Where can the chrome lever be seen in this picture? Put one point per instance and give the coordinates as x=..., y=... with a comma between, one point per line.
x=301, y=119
--
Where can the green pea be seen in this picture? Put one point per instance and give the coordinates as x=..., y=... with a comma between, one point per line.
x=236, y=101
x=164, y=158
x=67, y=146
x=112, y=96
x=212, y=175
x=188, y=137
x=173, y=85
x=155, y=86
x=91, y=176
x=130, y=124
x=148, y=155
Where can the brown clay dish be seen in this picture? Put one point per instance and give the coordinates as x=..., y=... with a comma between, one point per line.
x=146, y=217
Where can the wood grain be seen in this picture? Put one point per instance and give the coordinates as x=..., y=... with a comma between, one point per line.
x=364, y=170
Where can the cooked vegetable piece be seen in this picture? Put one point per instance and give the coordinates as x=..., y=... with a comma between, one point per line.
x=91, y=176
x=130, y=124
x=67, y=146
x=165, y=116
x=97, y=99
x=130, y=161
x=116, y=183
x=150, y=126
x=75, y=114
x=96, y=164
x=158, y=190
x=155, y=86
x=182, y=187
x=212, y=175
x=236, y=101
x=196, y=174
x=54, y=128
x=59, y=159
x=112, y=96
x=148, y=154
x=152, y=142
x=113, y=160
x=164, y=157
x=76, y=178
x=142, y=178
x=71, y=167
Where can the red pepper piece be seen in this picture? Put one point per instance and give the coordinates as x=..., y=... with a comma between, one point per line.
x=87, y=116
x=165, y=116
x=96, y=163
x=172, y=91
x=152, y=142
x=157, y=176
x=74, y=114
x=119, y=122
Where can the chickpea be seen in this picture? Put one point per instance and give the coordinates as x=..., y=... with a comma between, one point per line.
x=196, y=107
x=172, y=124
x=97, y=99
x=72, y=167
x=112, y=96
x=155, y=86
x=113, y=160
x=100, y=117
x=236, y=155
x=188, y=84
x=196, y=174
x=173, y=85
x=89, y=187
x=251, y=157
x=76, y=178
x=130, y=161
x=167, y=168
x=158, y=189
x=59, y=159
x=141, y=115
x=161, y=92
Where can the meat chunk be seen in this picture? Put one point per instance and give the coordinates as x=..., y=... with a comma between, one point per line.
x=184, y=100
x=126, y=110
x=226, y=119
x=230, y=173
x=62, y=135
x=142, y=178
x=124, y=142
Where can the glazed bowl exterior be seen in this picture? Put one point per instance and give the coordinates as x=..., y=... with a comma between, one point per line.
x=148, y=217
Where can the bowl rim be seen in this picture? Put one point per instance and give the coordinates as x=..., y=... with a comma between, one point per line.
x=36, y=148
* * *
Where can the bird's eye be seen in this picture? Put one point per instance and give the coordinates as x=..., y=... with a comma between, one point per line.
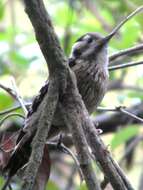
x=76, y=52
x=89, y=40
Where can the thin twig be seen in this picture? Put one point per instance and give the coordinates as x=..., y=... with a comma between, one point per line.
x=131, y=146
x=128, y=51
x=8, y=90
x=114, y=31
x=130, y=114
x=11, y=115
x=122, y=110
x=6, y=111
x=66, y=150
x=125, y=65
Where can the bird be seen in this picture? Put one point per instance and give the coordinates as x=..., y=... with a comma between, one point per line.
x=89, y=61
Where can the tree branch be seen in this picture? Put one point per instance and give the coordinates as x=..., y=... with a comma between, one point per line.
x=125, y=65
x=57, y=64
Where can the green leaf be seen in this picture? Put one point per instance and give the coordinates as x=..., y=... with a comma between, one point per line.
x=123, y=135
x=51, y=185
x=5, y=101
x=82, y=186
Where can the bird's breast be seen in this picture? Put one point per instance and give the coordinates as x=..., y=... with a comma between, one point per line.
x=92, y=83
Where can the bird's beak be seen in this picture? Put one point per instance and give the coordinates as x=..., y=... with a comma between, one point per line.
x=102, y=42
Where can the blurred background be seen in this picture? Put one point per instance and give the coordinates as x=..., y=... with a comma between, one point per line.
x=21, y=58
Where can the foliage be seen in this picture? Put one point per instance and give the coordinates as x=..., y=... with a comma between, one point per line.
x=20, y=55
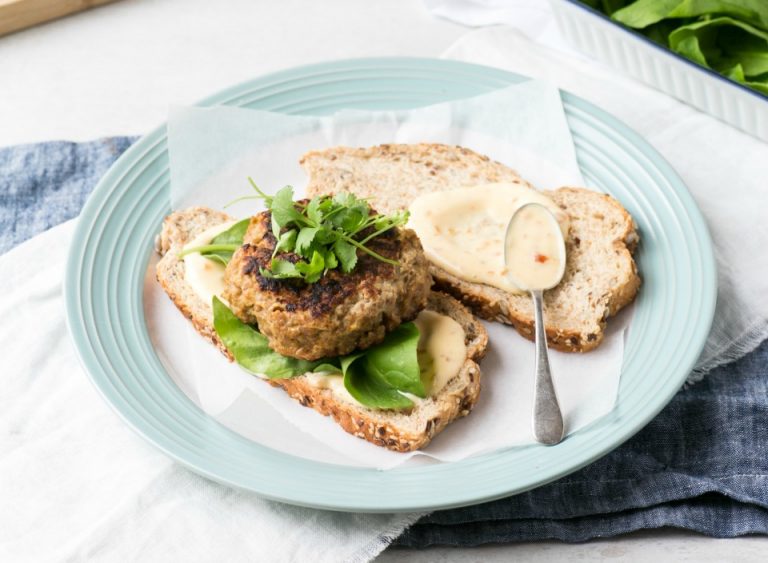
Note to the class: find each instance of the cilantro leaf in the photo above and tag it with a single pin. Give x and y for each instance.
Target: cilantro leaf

Task description: In the material, find each line with the word "cilantro" and list it.

Task response:
Note to the class: find each instance of the cilantro leaf in the photo above and tag it with a single pin. Give x and y for each instance.
Target: cilantro leaf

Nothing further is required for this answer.